• SUPPLIED TEXT
Older adults and individuals with disabilities have been uniquely affected by the COVID-19 pandemic and are at a higher risk of social isolation. In response, Connecticut’s Tech Act Project (CTTAP) partnered with the Department of Aging and Disability Services’ State Unit on Aging and other agencies to create the “Stay Connected Program.” Its aim is to provide appropriate AT to help these individuals stay connected with their health providers, doctors, neighbors, family, and friends. In 2020, the Coronavirus Aid, Relief, and Economic Security Act made available a grant of $455,454 to such agencies in Connecticut based on demographics. The “Stay Connected Program” identifies older adults and individuals with disabilities who are socially isolated or at risk for social isolation based on referrals provided by Connecticut’s Area Agencies on Aging and Centers for Independent Living, who conduct a Social Isolation Screening when individuals call their centers. Eligible individuals then receive a remote technology consultation from CTTAP AT Partners, that then determines the individual’s AT device needs, preferences, abilities, and barriers. Once devices are determined and provided, CTTAP AT Partners provide device training through videoconferencing or by phone to the individual or support person in their home. Such devices include tablets, laptops, Amazon Echo, and even phones. As a result, older adults and individuals with disabilities are able to access telehealth, online banking, and online shopping, as well as maintain their social connections to loved ones, family, and friends. As of February 2021, the Stay Connected Program has screened over 600 individuals, of which 230 have been referred to AT consultations and an additional 55 are on a wait list waiting to be served.
CTTAP has had many successes. In reviewing the survey data that is conducted once services have ended, which mirror the Social Isolation Survey, CTTAP recorded a reduction of social isolation scores. As a result of the technology and training provided, there has been an 8-point improvement from socially isolated to not being socially isolated; 67% have reported “more than usual” social interactions; and a great majority are rating their quality of life in the range of 7-10 (on a scale of 1-10). If these trends continue, CTTAP can confidently see the positive benefits of appropriate AT and training on the benefits of social isolation and quality of life of aging adults and people with disabilities.

• TASK DETAILS
Answer these questions using the text above about the Stay Connected Program:
(a) What was the amount of the grant made available in 2020 by the Coronavirus Aid, Relief, and Economic Security Act?
(b) How many individuals had the program screened as of February 2021?
(c) What percentage reported "more than usual" social interactions?
The entries that come next are from a separate source.

• Stored records
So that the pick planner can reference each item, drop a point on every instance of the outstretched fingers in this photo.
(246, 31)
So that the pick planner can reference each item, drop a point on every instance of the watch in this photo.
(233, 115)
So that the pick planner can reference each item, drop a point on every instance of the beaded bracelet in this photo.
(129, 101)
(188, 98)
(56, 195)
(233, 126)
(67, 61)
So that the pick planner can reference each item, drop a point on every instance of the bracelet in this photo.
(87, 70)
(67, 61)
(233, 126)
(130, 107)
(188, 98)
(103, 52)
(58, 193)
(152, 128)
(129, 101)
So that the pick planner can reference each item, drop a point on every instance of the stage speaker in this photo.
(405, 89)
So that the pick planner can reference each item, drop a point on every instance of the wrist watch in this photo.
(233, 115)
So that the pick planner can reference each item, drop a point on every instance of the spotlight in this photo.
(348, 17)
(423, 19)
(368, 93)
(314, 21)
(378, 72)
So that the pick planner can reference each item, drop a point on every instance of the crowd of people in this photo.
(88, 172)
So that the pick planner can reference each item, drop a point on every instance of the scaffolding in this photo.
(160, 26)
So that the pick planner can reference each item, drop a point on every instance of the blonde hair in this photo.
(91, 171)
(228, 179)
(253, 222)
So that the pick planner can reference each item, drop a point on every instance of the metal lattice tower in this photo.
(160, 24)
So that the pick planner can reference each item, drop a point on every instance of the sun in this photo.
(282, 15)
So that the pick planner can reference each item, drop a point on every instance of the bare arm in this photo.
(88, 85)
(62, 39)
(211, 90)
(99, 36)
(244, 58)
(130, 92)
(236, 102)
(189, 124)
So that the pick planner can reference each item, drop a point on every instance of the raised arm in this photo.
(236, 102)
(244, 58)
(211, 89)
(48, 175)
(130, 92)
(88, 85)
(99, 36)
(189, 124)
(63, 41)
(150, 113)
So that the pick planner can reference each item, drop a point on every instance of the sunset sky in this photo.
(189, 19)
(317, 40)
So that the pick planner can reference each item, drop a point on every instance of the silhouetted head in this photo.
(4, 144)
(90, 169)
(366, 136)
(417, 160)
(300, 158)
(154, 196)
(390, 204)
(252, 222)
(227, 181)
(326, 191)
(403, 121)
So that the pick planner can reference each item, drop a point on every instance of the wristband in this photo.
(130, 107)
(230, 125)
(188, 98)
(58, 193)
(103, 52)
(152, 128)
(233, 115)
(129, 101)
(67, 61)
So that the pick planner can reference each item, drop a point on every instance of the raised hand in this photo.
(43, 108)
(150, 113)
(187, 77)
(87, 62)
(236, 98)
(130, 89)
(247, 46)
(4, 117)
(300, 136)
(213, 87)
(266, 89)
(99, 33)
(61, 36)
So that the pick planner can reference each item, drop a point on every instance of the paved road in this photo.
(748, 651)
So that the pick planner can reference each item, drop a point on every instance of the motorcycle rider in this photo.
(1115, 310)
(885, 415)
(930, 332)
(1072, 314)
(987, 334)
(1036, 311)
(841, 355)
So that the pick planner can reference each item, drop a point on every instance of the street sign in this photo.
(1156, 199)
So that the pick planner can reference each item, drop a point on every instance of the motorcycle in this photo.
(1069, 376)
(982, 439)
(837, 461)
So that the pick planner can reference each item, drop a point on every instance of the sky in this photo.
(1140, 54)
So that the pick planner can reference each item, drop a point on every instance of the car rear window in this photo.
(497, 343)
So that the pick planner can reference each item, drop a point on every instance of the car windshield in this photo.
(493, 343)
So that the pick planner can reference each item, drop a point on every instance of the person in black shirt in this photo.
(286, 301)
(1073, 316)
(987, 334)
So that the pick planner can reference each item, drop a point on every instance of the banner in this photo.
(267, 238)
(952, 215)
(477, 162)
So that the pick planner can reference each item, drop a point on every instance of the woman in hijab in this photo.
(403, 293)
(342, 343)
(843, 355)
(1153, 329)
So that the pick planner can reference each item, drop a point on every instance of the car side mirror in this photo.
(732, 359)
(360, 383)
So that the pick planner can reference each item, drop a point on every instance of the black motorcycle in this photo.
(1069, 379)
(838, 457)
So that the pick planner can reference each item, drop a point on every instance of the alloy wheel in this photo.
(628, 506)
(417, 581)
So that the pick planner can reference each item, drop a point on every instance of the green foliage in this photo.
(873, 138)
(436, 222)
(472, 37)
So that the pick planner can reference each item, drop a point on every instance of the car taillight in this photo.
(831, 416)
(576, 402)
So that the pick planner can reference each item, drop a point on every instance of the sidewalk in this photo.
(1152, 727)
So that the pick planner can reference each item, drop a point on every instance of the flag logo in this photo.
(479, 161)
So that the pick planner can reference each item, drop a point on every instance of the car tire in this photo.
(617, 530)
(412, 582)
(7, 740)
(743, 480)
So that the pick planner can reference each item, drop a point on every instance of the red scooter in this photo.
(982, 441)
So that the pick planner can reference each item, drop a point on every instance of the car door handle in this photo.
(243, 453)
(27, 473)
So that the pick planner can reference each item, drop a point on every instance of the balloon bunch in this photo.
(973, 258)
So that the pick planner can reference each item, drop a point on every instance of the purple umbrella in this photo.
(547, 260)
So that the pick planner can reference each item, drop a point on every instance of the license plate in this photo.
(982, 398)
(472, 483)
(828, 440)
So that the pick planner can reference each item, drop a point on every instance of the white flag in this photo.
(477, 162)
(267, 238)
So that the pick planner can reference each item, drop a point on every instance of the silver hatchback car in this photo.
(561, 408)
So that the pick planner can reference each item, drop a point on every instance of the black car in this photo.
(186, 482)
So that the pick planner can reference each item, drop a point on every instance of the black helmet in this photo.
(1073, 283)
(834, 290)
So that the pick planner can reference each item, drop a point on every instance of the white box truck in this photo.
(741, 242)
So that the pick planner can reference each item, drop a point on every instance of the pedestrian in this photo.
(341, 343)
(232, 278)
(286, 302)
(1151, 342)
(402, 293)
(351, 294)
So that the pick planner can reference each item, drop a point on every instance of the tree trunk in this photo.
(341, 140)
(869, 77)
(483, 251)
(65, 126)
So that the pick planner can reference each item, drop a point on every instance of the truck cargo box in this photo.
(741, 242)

• RESPONSE TO THE TASK
(a) $455,454
(b) Over 600
(c) 67%